* What you need to do *
Convert every one of the records below into a Markdown table with the columns Row and Text. Give each non-blank line its own row, with its sequence number in Row and the line itself in Text.

* Data entries *
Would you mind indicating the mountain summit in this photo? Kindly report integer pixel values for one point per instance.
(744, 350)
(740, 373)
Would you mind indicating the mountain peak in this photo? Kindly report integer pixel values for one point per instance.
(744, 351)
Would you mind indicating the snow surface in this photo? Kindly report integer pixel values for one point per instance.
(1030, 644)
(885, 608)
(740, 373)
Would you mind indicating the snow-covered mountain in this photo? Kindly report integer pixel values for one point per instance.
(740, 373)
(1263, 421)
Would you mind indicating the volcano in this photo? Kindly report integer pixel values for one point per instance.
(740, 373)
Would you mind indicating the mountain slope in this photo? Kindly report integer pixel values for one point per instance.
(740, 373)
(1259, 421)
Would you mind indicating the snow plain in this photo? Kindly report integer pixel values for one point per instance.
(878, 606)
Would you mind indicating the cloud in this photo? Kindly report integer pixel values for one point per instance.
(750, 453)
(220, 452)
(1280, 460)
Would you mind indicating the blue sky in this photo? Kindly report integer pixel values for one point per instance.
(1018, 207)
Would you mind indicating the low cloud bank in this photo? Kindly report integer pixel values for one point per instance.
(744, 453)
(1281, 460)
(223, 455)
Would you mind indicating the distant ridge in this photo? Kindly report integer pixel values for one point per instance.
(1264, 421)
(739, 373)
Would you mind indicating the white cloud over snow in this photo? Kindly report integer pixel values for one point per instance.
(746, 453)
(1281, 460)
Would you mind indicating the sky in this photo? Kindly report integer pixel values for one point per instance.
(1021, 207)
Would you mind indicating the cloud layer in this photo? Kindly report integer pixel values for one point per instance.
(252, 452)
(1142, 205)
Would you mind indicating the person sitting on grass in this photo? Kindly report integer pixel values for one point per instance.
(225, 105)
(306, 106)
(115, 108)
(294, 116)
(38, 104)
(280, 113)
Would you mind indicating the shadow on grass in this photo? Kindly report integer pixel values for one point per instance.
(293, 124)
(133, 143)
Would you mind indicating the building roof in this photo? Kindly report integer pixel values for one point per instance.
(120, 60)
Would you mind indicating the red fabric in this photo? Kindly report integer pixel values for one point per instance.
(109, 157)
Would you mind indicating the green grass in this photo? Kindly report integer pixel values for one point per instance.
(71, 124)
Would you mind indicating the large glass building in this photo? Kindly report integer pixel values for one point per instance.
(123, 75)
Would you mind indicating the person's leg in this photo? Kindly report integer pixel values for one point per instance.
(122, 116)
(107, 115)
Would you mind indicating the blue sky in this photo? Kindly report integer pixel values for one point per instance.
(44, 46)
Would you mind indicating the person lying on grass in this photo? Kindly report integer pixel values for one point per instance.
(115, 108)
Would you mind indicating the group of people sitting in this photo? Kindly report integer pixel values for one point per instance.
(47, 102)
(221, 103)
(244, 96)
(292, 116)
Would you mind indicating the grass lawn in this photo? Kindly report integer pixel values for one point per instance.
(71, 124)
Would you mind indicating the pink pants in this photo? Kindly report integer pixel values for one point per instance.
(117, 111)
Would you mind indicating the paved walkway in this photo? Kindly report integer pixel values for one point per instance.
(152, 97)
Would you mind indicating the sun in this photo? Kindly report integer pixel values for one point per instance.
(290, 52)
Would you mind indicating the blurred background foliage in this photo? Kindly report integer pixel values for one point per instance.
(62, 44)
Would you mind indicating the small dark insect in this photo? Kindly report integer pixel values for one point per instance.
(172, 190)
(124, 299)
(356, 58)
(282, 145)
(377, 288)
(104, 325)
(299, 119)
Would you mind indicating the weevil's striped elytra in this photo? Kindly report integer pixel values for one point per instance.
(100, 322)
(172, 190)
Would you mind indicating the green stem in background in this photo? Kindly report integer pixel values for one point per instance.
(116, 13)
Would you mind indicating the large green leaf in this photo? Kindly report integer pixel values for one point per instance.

* Solution to the exercise *
| Row | Text |
|---|---|
| 1 | Would you mind indicating the mountain summit in this photo? Kindly report integer pixel values for one point per instance. |
| 2 | (744, 350) |
| 3 | (740, 373) |
| 4 | Would you mind indicating the mountain peak in this photo? Kindly report integer pixel values for one point per instance. |
| 5 | (744, 351) |
| 6 | Would you mind indicating the snow surface in this photo? Kindly report integer pixel values for one point per instance. |
| 7 | (1030, 644) |
| 8 | (885, 608) |
| 9 | (740, 373) |
| 10 | Would you mind indicating the snow-covered mountain in this photo? Kindly report integer pixel values for one point per instance. |
| 11 | (740, 373) |
| 12 | (1263, 421) |
| 13 | Would you mind indicating the volcano in this photo? Kindly report integer pixel values for one point per instance. |
| 14 | (740, 373) |
| 15 | Would you mind indicating the mountain slope in this photo? Kindly report integer pixel values for one point per instance. |
| 16 | (740, 373) |
| 17 | (1259, 421) |
| 18 | Would you mind indicating the snow plain in this photo? Kindly report integer pixel values for one point per instance. |
| 19 | (878, 606) |
| 20 | Would you mind indicating the cloud in this photo? Kindly report integer pixel values for one point per instance. |
| 21 | (750, 453) |
| 22 | (220, 452) |
| 23 | (1280, 460) |
| 24 | Would you mind indicating the blue sky in this photo? Kindly report integer pixel values for one point per instance. |
| 25 | (1018, 207) |
| 26 | Would you mind indicating the low cloud bank in this photo? Kindly report integer pixel values for one point per instance. |
| 27 | (744, 453) |
| 28 | (1281, 460) |
| 29 | (223, 455) |
| 30 | Would you mind indicating the distant ridge in this photo? Kindly report integer pixel values for one point per instance. |
| 31 | (1264, 421) |
| 32 | (739, 373) |
| 33 | Would you mind indicating the white cloud over snow in this photo? Kindly report integer pixel values for one point per instance. |
| 34 | (746, 453) |
| 35 | (1281, 460) |
| 36 | Would you mind indicating the sky in this photo? Kindly report integer pixel values for one point per instance. |
| 37 | (1021, 207) |
| 38 | Would you mind indicating the cloud layer in this photo? Kindly report integer pixel values for one point per instance. |
| 39 | (252, 452) |
| 40 | (1142, 205) |
| 41 | Would you mind indicating the person sitting on grass in this photo? Kindly report integer pixel values for one point per instance. |
| 42 | (225, 105) |
| 43 | (306, 106) |
| 44 | (115, 108) |
| 45 | (294, 116) |
| 46 | (38, 104) |
| 47 | (280, 113) |
| 48 | Would you mind indicating the shadow on grass in this photo? Kindly report integer pixel values for one point per instance. |
| 49 | (293, 124) |
| 50 | (133, 143) |
| 51 | Would you mind indicating the building roof in this photo? Kindly report integer pixel values for one point per instance. |
| 52 | (120, 60) |
| 53 | Would you mind indicating the red fabric in this photo? Kindly report integer pixel values for one point per instance. |
| 54 | (109, 157) |
| 55 | Would you mind indicating the green grass in this photo? Kindly report integer pixel values for one point per instance. |
| 56 | (71, 124) |
| 57 | Would you mind indicating the large glass building in this photo? Kindly report integer pixel values for one point per instance. |
| 58 | (123, 75) |
| 59 | Would you mind indicating the person's leg in this photo? Kindly report integer pixel values for one point per instance. |
| 60 | (122, 116) |
| 61 | (107, 115) |
| 62 | Would you mind indicating the blue sky in this photo? Kindly report integer pixel values for one point per instance. |
| 63 | (44, 46) |
| 64 | Would you mind indicating the person lying on grass in this photo? Kindly report integer pixel values for one point per instance. |
| 65 | (115, 108) |
| 66 | Would you mind indicating the group of people sitting in this photo? Kindly report integer pixel values for one point per instance. |
| 67 | (47, 102) |
| 68 | (221, 103) |
| 69 | (244, 96) |
| 70 | (292, 116) |
| 71 | Would you mind indicating the grass lawn in this photo? Kindly report integer pixel values for one point per instance. |
| 72 | (71, 124) |
| 73 | Would you mind indicating the pink pants in this photo? Kindly report integer pixel values for one point per instance. |
| 74 | (117, 111) |
| 75 | Would you mind indicating the paved walkway in this photo? Kindly report integer pixel values for one point per instance. |
| 76 | (152, 97) |
| 77 | Would you mind indicating the sun in this photo? Kindly report integer pixel values for one point per instance. |
| 78 | (290, 52) |
| 79 | Would you mind indicating the blurred background foliage in this photo? Kindly report integer pixel values for one point per instance. |
| 80 | (62, 44) |
| 81 | Would you mind indicating the small dark insect in this photo? Kindly report integer pixel values for one point per instance. |
| 82 | (172, 190) |
| 83 | (124, 299) |
| 84 | (356, 58) |
| 85 | (282, 145) |
| 86 | (377, 288) |
| 87 | (104, 325) |
| 88 | (299, 119) |
| 89 | Would you mind indicating the weevil's striped elytra in this photo? Kindly report integer pixel values for one point per instance. |
| 90 | (100, 322) |
| 91 | (172, 190) |
| 92 | Would you mind indicating the green stem in background in this photo? Kindly report integer pixel values for one point per instance. |
| 93 | (116, 13) |
| 94 | Would you mind indicating the large green leaf in this photo? Kindly report integer pixel values for one point per instance. |